• WRITTEN INSTRUCTION:
State how many lines in the entries below contain the word "colorful". Reply with the number only.

• DATA SECTION:

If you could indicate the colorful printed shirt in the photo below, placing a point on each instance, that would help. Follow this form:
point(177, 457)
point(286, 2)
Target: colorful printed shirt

* * *

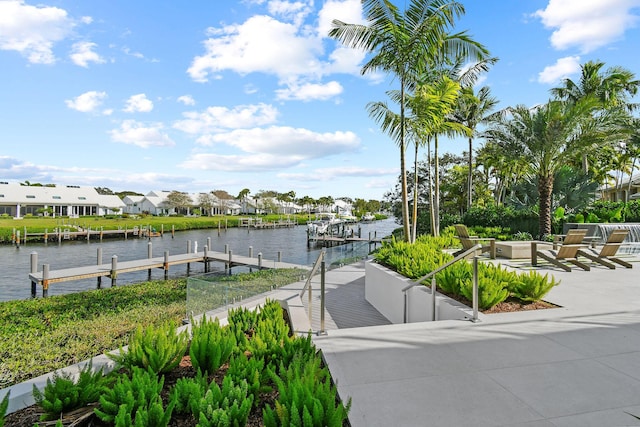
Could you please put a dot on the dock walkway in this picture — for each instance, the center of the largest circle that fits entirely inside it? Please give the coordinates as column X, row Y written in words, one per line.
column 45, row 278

---

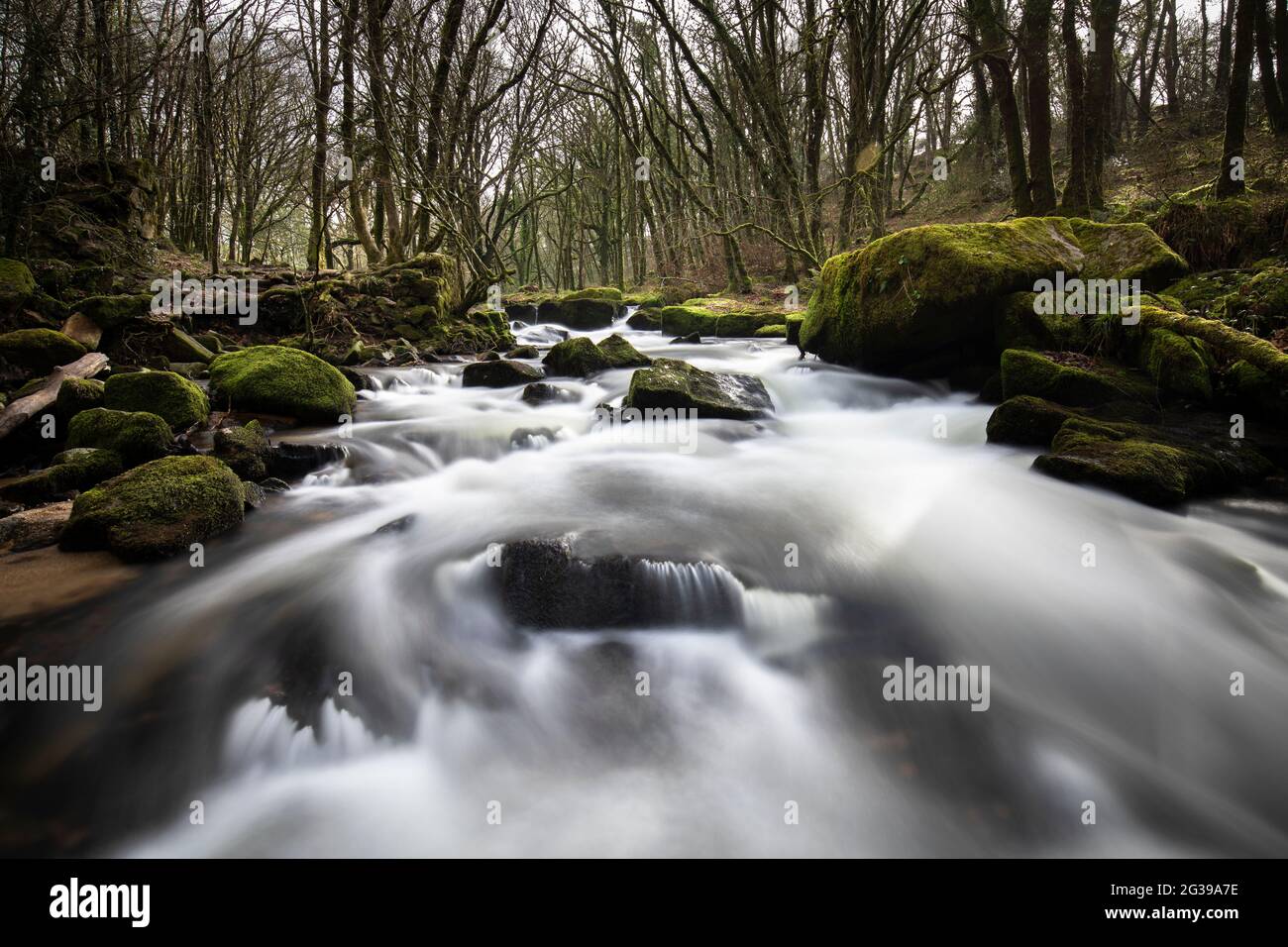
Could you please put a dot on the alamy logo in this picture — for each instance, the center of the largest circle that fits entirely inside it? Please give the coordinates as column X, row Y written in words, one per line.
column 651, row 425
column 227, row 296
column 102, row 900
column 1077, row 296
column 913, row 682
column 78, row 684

• FINAL ANSWER:
2